Text to read >>
But I think there is a problem with lines like for:

float[] fRec1 = new float[2];

what happens is that new float[2] is evaluated at compile-time with CTFE, and will point to (I believe) the same initializer for all instances. This is the reason while this line pass the @nogc attribute check.

Buffers like fRec1 should be created on a per-instance basis, using typically malloc/free or better dplug.core.vec.reallocBuffer. (EDIT: Faust can do better even by merging allocations of instance buffers I guess, this merged alloc strategy makes stuff very fast in my experience)

sletz commented 3 years ago
  • it seems it is the same data for every mydsp instance, in this case you can use __gshared. Seems correct to me. There is a race in case of multiple initialization at once, I haven't been able to find a workaround for this in years.

OK.

float[] fRec1 = new float[2];

what happens is that new float[2] is evaluated at compile-time with CTFE, and will point to (I believe) the same initializer for all instances. This is the reason while this line pass the @nogc attribute check.

Buffers like fRec1 should be created on a per-instance basis, using typically malloc/free or better dplug.core.vec.reallocBuffer.

Yes fRec1 is indeed on a per-instance basis. I'll check dplug.core.vec.reallocBuffer.

(EDIT: Faust can do better even by merging allocations of instance buffers I guess, this merged alloc strategy makes stuff very fast in my experience)

What do you mean by " Faust can do better even by merging allocations of instance buffers I guess" ?

Extracted entries >>
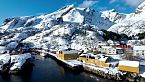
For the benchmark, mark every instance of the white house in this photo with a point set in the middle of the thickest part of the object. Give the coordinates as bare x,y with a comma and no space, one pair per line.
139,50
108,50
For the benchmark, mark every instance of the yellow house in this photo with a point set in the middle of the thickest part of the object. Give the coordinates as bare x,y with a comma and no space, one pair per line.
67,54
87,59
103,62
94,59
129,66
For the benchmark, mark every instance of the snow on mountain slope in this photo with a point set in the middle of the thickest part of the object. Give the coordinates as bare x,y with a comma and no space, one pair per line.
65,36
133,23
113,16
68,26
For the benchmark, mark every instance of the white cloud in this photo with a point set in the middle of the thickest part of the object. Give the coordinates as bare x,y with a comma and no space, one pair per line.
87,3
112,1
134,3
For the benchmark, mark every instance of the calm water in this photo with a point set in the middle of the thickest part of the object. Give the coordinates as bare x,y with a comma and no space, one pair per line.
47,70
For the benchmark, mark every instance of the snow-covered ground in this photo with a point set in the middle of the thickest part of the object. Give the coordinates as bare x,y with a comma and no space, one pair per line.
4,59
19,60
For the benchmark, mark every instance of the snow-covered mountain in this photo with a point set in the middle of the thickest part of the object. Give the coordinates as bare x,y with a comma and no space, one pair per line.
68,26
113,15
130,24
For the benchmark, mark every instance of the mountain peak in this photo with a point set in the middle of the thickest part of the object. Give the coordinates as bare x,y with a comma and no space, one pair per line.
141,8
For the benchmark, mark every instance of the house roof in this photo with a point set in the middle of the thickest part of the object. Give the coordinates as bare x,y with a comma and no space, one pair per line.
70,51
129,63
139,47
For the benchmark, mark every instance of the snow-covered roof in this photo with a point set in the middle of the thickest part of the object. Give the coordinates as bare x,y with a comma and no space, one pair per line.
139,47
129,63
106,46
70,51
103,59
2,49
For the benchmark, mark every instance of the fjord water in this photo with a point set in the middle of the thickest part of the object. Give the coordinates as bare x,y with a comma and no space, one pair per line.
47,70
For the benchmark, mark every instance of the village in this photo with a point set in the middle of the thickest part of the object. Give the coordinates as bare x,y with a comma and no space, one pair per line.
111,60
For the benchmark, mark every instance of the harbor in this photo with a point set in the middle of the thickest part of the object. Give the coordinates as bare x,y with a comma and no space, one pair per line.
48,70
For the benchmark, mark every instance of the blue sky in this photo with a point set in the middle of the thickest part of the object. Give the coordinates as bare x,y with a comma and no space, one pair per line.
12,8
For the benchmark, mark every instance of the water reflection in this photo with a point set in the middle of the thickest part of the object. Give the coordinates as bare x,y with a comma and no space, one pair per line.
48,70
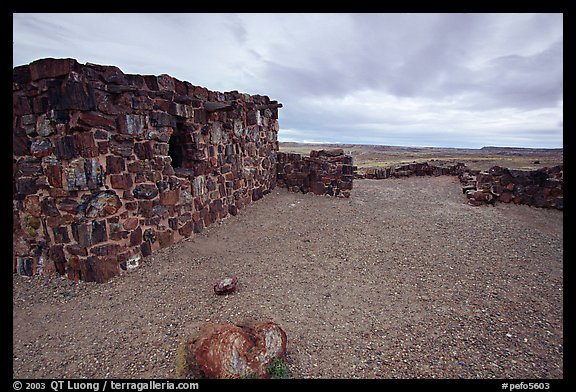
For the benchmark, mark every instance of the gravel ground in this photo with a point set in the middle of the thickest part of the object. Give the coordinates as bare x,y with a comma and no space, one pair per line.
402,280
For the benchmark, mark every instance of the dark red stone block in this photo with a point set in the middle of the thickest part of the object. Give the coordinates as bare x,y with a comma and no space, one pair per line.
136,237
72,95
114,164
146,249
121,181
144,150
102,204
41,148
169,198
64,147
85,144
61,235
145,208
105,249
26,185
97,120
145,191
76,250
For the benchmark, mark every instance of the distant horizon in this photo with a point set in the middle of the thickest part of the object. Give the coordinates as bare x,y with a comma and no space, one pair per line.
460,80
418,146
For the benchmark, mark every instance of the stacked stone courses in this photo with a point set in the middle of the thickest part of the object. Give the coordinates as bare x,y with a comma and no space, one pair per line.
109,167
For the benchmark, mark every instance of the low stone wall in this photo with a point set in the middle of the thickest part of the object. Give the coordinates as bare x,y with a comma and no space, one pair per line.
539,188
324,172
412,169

Stated goal >>
Retype the forum discussion about per-instance buffer allocation in full, word for word.

Correct response >>
But I think there is a problem with lines like for:

float[] fRec1 = new float[2];

what happens is that new float[2] is evaluated at compile-time with CTFE, and will point to (I believe) the same initializer for all instances. This is the reason while this line pass the @nogc attribute check.

Buffers like fRec1 should be created on a per-instance basis, using typically malloc/free or better dplug.core.vec.reallocBuffer. (EDIT: Faust can do better even by merging allocations of instance buffers I guess, this merged alloc strategy makes stuff very fast in my experience)

sletz commented 3 years ago
  • it seems it is the same data for every mydsp instance, in this case you can use __gshared. Seems correct to me. There is a race in case of multiple initialization at once, I haven't been able to find a workaround for this in years.

OK.

float[] fRec1 = new float[2];

what happens is that new float[2] is evaluated at compile-time with CTFE, and will point to (I believe) the same initializer for all instances. This is the reason while this line pass the @nogc attribute check.

Buffers like fRec1 should be created on a per-instance basis, using typically malloc/free or better dplug.core.vec.reallocBuffer.

Yes fRec1 is indeed on a per-instance basis. I'll check dplug.core.vec.reallocBuffer.

(EDIT: Faust can do better even by merging allocations of instance buffers I guess, this merged alloc strategy makes stuff very fast in my experience)

What do you mean by " Faust can do better even by merging allocations of instance buffers I guess" ?